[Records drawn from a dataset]
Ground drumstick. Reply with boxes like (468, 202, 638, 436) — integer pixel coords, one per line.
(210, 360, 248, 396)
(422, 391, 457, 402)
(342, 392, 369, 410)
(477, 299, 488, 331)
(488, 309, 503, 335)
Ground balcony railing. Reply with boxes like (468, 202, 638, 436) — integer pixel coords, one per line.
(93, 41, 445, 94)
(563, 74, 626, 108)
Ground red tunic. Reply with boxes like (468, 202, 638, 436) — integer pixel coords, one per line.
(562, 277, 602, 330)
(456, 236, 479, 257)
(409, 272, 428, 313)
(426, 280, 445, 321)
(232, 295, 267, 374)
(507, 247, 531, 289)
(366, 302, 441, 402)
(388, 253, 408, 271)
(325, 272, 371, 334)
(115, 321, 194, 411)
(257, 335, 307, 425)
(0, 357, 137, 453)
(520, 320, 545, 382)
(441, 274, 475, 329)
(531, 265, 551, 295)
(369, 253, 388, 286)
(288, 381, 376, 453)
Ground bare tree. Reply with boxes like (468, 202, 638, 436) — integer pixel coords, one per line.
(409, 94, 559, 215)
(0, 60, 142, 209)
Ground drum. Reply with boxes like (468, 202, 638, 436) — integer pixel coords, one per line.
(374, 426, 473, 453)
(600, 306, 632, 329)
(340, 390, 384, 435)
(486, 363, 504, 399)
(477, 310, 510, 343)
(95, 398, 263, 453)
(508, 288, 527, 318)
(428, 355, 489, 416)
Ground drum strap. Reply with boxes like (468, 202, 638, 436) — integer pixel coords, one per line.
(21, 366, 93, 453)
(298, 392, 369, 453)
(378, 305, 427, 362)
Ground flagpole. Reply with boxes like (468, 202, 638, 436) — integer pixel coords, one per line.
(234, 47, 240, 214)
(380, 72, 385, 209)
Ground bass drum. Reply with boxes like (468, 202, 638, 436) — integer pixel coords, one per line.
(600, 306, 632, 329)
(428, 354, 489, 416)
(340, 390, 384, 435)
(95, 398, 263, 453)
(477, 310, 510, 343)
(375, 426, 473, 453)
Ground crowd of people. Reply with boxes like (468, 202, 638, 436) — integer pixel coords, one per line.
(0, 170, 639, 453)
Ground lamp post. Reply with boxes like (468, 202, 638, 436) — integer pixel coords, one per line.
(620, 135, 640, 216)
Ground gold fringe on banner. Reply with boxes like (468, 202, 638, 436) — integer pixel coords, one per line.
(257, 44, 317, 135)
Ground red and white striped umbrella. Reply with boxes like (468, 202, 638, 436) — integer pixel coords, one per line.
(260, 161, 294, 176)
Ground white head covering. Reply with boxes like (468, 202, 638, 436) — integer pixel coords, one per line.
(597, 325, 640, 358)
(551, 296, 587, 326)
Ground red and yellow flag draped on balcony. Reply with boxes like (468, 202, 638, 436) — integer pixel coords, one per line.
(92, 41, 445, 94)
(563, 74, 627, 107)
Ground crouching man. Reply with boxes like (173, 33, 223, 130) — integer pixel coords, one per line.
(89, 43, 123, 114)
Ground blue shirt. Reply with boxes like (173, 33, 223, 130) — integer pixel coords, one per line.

◆ EXERCISE GOAL
All records must be transcribed exactly, with none left out.

◆ ANSWER
Ground drumstick. Reply with boxes like (468, 202, 638, 436) — integer pixel coords, one per line.
(210, 360, 248, 396)
(422, 391, 457, 402)
(342, 392, 369, 410)
(477, 299, 488, 331)
(488, 309, 503, 335)
Ground balcony railing. Reply with boxes like (468, 202, 638, 436) — integer pixel coords, one per line.
(93, 41, 445, 94)
(563, 74, 626, 108)
Ground red tunic. Reply with boxes like (468, 202, 638, 436) — integer pixel coords, one per line.
(562, 277, 602, 330)
(456, 236, 479, 257)
(409, 272, 428, 313)
(426, 280, 445, 321)
(232, 295, 267, 374)
(507, 247, 531, 289)
(366, 302, 441, 402)
(388, 253, 408, 271)
(325, 272, 371, 334)
(115, 321, 194, 411)
(257, 335, 307, 425)
(0, 357, 137, 453)
(520, 320, 545, 382)
(441, 274, 475, 329)
(531, 265, 551, 295)
(369, 253, 388, 286)
(288, 381, 376, 453)
Ground bare tree. Reply with boxes like (468, 202, 638, 436) — integer pixel coords, one per line.
(409, 94, 559, 215)
(0, 60, 142, 209)
Ground drum. Reply with boxes like (468, 202, 638, 436) — integer pixel coords, one per line.
(374, 426, 473, 453)
(600, 306, 632, 329)
(340, 390, 384, 435)
(486, 363, 504, 399)
(477, 310, 510, 343)
(95, 398, 263, 453)
(508, 288, 527, 318)
(428, 355, 489, 416)
Ground drum strap. Reply with boxes like (468, 202, 638, 436) — integer pixel coords, one per line.
(21, 366, 93, 453)
(298, 392, 369, 453)
(378, 305, 427, 362)
Ground flagpole. Reply with boxes like (468, 202, 638, 436) — integer pixel coords, one per line.
(234, 47, 240, 214)
(380, 72, 385, 209)
Ground bass drum. Reply with boxes like (468, 202, 638, 436) — integer pixel coords, one per line.
(600, 306, 632, 329)
(428, 354, 489, 416)
(340, 390, 384, 435)
(95, 398, 263, 453)
(477, 310, 510, 343)
(375, 426, 473, 453)
Ground crowd of people. Reply with boxes like (468, 202, 638, 436) — integer pixel coords, one per line.
(0, 170, 639, 453)
Ground lamp post. Reply with boxes like (468, 202, 638, 436) — integer pixel coords, one per line.
(620, 135, 640, 216)
Ground gold fringe on banner. Reply with boxes like (468, 202, 638, 436) — integer pixel coords, one per line.
(257, 44, 317, 135)
Ground red and white striped umbrella. Reply with boxes like (468, 202, 638, 436) — integer pixel coords, one per line.
(260, 161, 294, 176)
Ground white head covering. Reply with boxes like (468, 202, 638, 436) — integer pixel coords, one per line.
(597, 325, 640, 358)
(551, 296, 587, 326)
Ground red and yellow flag draped on balcony. Reply with boxes like (468, 202, 638, 436) — integer pixel coords, one per line.
(92, 41, 445, 94)
(563, 74, 627, 107)
Ground crouching man. Reply with boxes like (173, 33, 223, 130) — integer pixel coords, one per line.
(89, 43, 123, 114)
Ground blue shirt. Reply with boxes like (173, 33, 223, 130) — integer pixel coords, one per line.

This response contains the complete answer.